About this exercise
Retype the data exactly, leaving nothing out.

Collection entries
○ ○ ○ ○ ○
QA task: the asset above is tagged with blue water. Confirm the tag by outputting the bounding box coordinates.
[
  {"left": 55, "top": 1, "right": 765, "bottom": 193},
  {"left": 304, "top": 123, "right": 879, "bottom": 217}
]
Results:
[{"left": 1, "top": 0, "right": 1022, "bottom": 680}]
○ ○ ○ ○ ○
Completed exercise
QA task: the asset above is tagged with blue water. Confirm the tag by outputting the bounding box coordinates.
[
  {"left": 55, "top": 1, "right": 765, "bottom": 193},
  {"left": 304, "top": 123, "right": 879, "bottom": 217}
]
Results:
[{"left": 1, "top": 0, "right": 1022, "bottom": 680}]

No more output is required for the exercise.